Please format the items from the start up to and including the line with "(1134, 447)" as a two-column CSV with the headers input and output, one row per item, each field quoted and with line breaks replaced by spaces. Leave the pictures out.
*** Source records
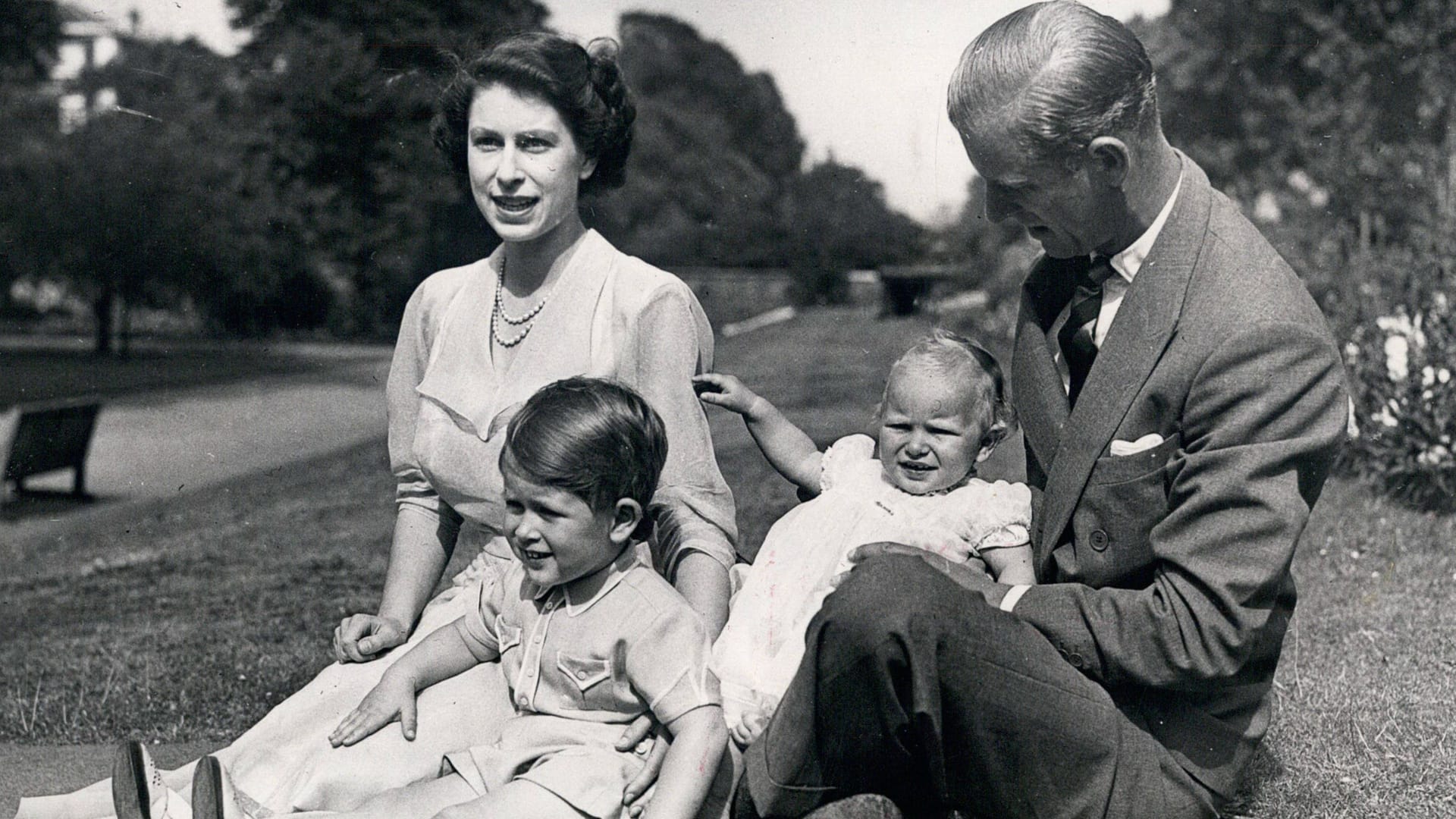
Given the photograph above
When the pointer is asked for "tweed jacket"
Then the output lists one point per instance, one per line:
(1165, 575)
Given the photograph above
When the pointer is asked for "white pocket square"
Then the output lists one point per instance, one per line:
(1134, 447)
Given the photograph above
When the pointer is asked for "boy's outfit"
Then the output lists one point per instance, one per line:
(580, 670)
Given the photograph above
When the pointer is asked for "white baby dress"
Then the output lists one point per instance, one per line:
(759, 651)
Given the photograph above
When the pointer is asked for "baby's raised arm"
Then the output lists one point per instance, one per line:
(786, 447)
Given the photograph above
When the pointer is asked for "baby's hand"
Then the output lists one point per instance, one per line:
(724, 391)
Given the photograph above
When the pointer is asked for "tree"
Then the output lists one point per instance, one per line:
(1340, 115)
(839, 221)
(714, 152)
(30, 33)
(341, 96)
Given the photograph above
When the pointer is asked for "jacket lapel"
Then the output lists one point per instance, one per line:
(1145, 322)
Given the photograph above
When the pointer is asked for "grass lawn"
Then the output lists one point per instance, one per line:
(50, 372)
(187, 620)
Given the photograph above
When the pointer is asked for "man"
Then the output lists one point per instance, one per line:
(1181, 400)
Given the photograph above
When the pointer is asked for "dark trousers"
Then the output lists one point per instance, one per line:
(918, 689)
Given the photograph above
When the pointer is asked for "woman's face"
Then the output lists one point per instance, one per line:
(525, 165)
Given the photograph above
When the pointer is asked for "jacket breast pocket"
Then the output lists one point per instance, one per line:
******
- Response to this task
input,output
"Given the photograph above When the pointer is asked for ""tweed jacket"" Then the output lists one point per instance, one per line:","(1165, 575)"
"Given the photograph above When the pointer is asked for ""white pocket square"" Then the output lists one point per instance, one per line:","(1134, 447)"